begin RECORDS FOR THE EXERCISE

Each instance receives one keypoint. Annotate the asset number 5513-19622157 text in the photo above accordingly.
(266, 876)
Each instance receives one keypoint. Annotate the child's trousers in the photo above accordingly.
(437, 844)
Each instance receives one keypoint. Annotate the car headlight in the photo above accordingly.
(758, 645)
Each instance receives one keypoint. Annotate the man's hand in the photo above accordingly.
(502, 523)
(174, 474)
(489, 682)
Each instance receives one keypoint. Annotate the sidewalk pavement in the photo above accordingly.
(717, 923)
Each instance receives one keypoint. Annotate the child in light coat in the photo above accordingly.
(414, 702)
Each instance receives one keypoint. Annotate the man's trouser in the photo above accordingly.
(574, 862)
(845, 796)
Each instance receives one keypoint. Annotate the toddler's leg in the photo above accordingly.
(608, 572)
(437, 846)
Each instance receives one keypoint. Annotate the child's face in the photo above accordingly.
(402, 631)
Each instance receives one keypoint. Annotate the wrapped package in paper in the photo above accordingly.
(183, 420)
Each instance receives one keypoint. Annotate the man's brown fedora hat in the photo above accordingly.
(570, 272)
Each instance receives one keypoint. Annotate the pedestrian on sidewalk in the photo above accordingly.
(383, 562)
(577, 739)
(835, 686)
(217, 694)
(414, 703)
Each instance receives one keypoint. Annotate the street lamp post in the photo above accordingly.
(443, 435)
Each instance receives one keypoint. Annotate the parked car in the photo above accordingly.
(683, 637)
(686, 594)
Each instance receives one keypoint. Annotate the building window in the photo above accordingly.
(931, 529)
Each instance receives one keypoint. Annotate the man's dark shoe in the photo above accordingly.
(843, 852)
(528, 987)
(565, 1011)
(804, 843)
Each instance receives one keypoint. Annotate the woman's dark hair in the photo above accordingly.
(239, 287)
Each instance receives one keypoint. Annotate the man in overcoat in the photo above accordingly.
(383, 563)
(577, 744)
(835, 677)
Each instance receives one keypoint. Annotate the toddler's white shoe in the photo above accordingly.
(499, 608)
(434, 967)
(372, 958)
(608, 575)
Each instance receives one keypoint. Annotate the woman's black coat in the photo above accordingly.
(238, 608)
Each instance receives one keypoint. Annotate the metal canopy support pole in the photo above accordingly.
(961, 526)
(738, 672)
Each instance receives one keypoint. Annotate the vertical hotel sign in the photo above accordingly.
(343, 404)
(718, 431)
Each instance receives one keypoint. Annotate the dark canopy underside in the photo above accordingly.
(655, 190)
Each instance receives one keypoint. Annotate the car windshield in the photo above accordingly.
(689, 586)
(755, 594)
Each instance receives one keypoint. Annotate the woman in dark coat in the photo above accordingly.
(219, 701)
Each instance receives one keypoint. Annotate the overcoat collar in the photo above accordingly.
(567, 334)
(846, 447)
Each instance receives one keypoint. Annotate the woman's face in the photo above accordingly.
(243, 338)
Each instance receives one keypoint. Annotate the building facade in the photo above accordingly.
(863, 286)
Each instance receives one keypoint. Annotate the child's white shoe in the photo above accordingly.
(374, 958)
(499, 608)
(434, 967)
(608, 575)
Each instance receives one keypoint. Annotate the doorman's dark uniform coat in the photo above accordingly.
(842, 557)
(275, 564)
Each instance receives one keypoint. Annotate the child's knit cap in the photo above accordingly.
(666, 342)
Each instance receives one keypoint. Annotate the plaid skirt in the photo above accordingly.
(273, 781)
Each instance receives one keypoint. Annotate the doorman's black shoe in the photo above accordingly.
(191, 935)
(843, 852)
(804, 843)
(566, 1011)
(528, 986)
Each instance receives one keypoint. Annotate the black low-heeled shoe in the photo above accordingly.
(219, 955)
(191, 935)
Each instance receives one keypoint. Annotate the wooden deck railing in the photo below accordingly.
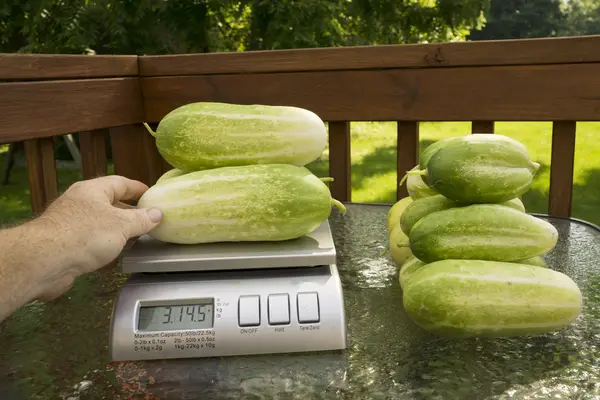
(556, 80)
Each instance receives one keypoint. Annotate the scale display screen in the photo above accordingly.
(176, 317)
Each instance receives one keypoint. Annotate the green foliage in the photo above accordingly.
(519, 19)
(183, 26)
(582, 18)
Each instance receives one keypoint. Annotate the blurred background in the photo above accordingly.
(146, 27)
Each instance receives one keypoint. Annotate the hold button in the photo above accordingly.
(308, 307)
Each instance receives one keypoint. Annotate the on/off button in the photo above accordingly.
(249, 310)
(308, 307)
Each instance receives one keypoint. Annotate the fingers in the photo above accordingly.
(141, 221)
(116, 188)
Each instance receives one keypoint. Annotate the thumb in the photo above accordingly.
(142, 221)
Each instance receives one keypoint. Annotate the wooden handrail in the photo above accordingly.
(553, 79)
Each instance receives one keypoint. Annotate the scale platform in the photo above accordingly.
(150, 255)
(225, 299)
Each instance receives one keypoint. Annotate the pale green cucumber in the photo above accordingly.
(271, 202)
(432, 149)
(481, 231)
(480, 168)
(515, 203)
(417, 188)
(538, 261)
(475, 298)
(399, 246)
(207, 135)
(396, 212)
(425, 206)
(408, 269)
(172, 173)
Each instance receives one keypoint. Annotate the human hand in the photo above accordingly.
(91, 223)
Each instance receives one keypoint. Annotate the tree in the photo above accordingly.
(582, 18)
(519, 19)
(184, 26)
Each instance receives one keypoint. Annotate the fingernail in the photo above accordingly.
(155, 214)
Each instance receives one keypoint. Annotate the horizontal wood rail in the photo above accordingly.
(108, 97)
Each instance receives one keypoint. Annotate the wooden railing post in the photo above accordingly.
(339, 160)
(561, 168)
(93, 150)
(41, 172)
(482, 127)
(407, 153)
(126, 142)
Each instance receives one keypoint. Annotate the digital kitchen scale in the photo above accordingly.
(224, 299)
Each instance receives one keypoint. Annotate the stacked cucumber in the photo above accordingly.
(472, 263)
(239, 174)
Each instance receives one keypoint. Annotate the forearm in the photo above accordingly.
(29, 255)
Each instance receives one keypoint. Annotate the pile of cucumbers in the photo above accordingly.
(469, 256)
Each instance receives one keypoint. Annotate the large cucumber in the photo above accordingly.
(209, 135)
(270, 202)
(480, 168)
(172, 173)
(538, 261)
(432, 149)
(399, 246)
(481, 231)
(462, 298)
(408, 269)
(396, 212)
(425, 206)
(417, 188)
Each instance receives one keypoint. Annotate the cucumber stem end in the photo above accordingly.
(339, 205)
(149, 129)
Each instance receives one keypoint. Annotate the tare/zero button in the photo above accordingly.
(308, 307)
(249, 310)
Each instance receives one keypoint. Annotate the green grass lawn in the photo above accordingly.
(374, 166)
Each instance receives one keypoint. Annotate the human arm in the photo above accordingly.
(82, 230)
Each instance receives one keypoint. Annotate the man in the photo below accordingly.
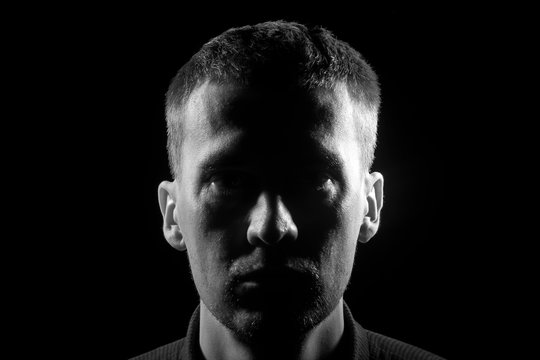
(271, 135)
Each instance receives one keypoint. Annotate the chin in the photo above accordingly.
(281, 320)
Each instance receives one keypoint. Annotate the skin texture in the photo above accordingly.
(270, 203)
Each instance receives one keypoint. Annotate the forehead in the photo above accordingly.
(269, 128)
(213, 108)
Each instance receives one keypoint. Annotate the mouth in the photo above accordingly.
(272, 284)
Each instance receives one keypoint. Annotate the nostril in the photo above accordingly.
(271, 222)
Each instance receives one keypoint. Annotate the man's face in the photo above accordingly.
(270, 200)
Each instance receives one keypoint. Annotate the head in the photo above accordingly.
(272, 130)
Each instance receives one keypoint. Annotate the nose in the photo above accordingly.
(270, 222)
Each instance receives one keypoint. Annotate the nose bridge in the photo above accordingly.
(271, 221)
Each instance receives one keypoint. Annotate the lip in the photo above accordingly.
(272, 275)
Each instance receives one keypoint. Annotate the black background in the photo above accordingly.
(114, 285)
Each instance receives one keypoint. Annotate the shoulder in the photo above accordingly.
(384, 347)
(170, 351)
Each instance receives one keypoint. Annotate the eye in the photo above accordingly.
(230, 182)
(315, 181)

end RECORDS FOR THE EXERCISE

* [WHAT TO PRODUCE]: From the line containing "Each instance receives one keypoint. Annotate the forearm" through the last line of the records, both included, output those lines exactly and nothing else; skip the pictures.

* [SOLUTION FOR THIS TASK]:
Each instance receives one keypoint. Annotate the forearm in the photo above accordingly.
(29, 255)
Each instance receives one keypoint. Annotate the pile of cucumbers in the photo above accordingly.
(469, 256)
Each instance receives one keypoint. Annotate the large cucumber in the photo above accordingly.
(209, 135)
(270, 202)
(480, 168)
(172, 173)
(538, 261)
(432, 149)
(399, 246)
(481, 231)
(462, 298)
(408, 269)
(396, 212)
(425, 206)
(417, 188)
Each instance receives one keypoint. Annotate the cucumber stem end in the photo above accordingly.
(339, 205)
(149, 129)
Each instance receives one keypoint. Annotate the tare/zero button in the photo above accordingly.
(308, 307)
(249, 310)
Each instance receives one keypoint. Annotate the green grass lawn in the photo above accordingly.
(374, 166)
Each instance receives one keypoint. Annotate the human arm in the photo above accordingly.
(82, 230)
Each instance receives one keypoint. Annotate the man in the photo below accordingly.
(271, 135)
Each instance receives one keypoint. Annotate the chin in the photo above accordingly.
(281, 320)
Each instance receives one keypoint. Annotate the skin texture in the photo above accordingly.
(270, 203)
Each instance receives one keypoint. Annotate the forehead in the photo above accordingly.
(269, 128)
(213, 108)
Each instance receives one keypoint. Annotate the mouth in the photo above accordingly.
(272, 284)
Each instance receives one keypoint. Annotate the nostril in the photo above accordingly.
(271, 222)
Each instance receives one keypoint. Annotate the man's face in the photo above accordingly.
(270, 200)
Each instance receives one keypoint. Annotate the head in the photo above accordingly.
(272, 130)
Each instance receives one keypoint. Annotate the nose in the photo above accordingly.
(270, 222)
Each instance receives one keypoint. Annotate the nose bridge in the photo above accordingly.
(271, 221)
Each instance receives one keypoint. Annotate the lip in the photo above accordingly.
(272, 275)
Each instance receives one keypoint. Annotate the black background in the photo above accordingly.
(114, 285)
Each instance receives one keypoint. Annotate the shoulder in the photo above accordingly.
(384, 347)
(170, 351)
Each instance receives one keypoint. Annotate the eye in the photo above accordingly.
(230, 182)
(315, 181)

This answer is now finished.